→ **WHAT THE TASK REQUIRES**
Every entry has to be restated word for word.

→ **Collected data**
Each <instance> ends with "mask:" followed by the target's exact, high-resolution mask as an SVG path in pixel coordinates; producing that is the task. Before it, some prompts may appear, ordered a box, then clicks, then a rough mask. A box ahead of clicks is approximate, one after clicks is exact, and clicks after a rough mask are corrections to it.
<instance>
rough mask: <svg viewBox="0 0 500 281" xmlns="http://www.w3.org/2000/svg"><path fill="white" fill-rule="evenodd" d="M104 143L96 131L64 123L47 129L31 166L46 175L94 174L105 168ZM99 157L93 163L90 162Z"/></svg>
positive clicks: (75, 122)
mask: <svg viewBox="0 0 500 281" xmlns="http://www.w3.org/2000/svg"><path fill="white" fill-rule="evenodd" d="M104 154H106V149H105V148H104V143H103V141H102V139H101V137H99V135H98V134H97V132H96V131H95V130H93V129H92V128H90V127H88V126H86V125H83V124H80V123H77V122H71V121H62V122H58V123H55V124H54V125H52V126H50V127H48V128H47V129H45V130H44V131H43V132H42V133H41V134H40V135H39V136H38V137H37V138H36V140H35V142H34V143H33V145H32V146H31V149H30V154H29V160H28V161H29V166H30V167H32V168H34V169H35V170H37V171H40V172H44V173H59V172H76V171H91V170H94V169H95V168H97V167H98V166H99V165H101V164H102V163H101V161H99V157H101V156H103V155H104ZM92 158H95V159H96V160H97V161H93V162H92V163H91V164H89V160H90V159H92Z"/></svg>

→ **SOLUTION TO THIS PROBLEM**
Each <instance> ends with "mask:" followed by the target's exact, high-resolution mask as an SVG path in pixel coordinates; producing that is the task. Before it, some prompts may appear, ordered a box, then clicks, then a rough mask. A box ahead of clicks is approximate, one after clicks is exact, and clicks after a rough mask are corrections to it.
<instance>
rough mask: <svg viewBox="0 0 500 281" xmlns="http://www.w3.org/2000/svg"><path fill="white" fill-rule="evenodd" d="M104 143L96 131L64 123L47 129L31 166L46 175L94 174L105 168ZM99 157L93 163L90 162Z"/></svg>
positive clicks: (75, 122)
mask: <svg viewBox="0 0 500 281" xmlns="http://www.w3.org/2000/svg"><path fill="white" fill-rule="evenodd" d="M104 154H106V149H105V148H104V143H103V141H102V139H101V137H99V135H98V134H97V132H96V131H95V130H93V129H92V128H90V127H88V126H86V125H83V124H80V123H77V122H71V121H62V122H58V123H55V124H54V125H52V126H50V127H48V128H47V129H45V130H44V131H43V132H42V133H41V134H40V135H39V136H38V137H37V138H36V140H35V142H34V143H33V145H32V146H31V149H30V154H29V160H28V161H29V166H30V167H32V168H34V169H35V170H37V171H40V172H44V173H59V172H76V171H91V170H94V169H95V168H97V167H98V166H99V165H101V164H102V163H101V161H99V157H101V156H103V155H104ZM92 158H95V159H96V160H97V161H93V162H92V163H91V164H89V160H90V159H92Z"/></svg>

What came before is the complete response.